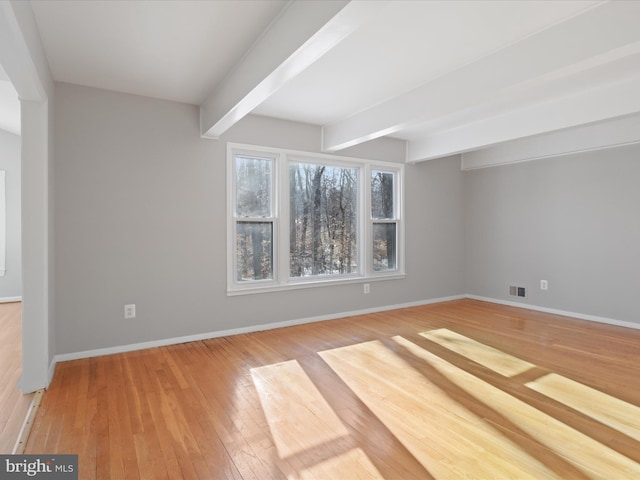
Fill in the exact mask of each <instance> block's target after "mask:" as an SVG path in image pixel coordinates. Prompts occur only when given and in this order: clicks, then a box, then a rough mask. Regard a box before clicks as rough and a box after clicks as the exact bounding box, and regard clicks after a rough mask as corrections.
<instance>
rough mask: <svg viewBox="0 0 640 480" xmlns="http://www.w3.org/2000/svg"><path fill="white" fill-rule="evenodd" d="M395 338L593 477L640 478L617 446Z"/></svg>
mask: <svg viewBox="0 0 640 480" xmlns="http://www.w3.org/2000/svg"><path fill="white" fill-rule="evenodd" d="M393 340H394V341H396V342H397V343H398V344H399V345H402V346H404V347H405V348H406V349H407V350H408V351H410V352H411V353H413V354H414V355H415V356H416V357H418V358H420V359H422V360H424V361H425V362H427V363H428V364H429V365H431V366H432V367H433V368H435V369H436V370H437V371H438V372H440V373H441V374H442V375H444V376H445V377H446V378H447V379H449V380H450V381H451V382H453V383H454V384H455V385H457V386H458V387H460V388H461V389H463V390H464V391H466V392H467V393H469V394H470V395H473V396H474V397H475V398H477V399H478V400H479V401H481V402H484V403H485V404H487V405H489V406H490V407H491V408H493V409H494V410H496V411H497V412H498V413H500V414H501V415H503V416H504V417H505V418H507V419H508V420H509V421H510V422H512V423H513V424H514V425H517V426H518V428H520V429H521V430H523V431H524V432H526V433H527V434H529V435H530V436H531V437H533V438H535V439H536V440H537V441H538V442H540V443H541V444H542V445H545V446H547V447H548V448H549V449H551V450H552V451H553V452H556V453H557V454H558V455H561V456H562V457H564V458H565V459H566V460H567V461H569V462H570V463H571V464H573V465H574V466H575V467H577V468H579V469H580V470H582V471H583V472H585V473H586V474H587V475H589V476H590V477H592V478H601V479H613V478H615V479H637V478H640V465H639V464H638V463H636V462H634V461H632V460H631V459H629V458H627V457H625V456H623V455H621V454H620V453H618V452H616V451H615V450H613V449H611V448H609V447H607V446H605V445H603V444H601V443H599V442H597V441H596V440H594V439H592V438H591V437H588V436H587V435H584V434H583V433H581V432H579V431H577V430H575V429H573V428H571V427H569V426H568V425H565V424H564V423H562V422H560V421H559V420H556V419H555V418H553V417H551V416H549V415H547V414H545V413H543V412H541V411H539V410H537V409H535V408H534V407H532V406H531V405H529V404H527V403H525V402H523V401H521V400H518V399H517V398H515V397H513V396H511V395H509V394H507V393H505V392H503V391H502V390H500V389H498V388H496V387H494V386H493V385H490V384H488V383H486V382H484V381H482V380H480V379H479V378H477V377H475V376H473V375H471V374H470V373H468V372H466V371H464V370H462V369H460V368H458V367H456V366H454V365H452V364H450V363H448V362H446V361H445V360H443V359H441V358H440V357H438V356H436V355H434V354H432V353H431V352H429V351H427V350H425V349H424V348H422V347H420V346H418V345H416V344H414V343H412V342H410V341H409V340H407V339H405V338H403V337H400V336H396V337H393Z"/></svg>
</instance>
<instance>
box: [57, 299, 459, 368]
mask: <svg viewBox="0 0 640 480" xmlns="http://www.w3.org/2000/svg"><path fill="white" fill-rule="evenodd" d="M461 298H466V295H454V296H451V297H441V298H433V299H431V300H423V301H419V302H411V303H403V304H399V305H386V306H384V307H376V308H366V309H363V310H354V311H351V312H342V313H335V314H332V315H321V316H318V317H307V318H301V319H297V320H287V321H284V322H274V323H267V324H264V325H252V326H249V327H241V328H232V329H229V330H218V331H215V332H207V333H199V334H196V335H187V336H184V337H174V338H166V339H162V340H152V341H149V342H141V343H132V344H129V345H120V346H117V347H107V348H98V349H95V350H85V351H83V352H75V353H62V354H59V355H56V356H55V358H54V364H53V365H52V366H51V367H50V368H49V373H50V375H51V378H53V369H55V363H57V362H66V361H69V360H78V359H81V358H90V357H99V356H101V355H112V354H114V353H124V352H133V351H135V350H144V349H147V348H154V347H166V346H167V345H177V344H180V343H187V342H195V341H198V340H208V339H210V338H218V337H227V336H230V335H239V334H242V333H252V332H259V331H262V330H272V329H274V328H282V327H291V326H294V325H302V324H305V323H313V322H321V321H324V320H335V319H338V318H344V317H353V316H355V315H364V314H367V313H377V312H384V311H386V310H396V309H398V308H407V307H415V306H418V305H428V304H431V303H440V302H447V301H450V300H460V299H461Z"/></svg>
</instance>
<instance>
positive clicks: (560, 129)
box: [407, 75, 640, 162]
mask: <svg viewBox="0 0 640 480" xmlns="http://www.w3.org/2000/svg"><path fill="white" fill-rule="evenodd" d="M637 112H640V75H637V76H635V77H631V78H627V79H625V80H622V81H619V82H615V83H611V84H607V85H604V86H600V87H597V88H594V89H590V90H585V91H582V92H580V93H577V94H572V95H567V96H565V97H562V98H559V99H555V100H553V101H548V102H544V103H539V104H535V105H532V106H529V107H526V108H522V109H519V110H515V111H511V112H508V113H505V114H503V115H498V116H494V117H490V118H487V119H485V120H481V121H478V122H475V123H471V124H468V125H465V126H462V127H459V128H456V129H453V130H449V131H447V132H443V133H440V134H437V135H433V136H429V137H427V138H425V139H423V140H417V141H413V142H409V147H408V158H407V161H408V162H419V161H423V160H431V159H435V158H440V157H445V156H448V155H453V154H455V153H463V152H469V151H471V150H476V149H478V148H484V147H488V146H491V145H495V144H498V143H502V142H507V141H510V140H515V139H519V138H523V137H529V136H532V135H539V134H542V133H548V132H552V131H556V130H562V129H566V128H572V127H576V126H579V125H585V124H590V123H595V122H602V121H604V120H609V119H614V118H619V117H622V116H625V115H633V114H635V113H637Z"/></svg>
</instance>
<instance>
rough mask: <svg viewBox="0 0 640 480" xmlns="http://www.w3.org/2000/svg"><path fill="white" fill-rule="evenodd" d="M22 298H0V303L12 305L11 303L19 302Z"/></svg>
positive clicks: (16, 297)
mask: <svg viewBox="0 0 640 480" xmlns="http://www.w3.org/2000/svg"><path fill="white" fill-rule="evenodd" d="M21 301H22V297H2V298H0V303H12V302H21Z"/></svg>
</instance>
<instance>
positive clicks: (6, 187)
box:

--- --- ---

### Exercise:
Copy exactly the lines that run from the one with "positive clicks: (16, 297)" to the last line of the material, including both.

### Result:
positive clicks: (16, 297)
mask: <svg viewBox="0 0 640 480" xmlns="http://www.w3.org/2000/svg"><path fill="white" fill-rule="evenodd" d="M21 301H22V297H2V298H0V303H12V302H21Z"/></svg>
</instance>
<instance>
positive clicks: (6, 187)
box:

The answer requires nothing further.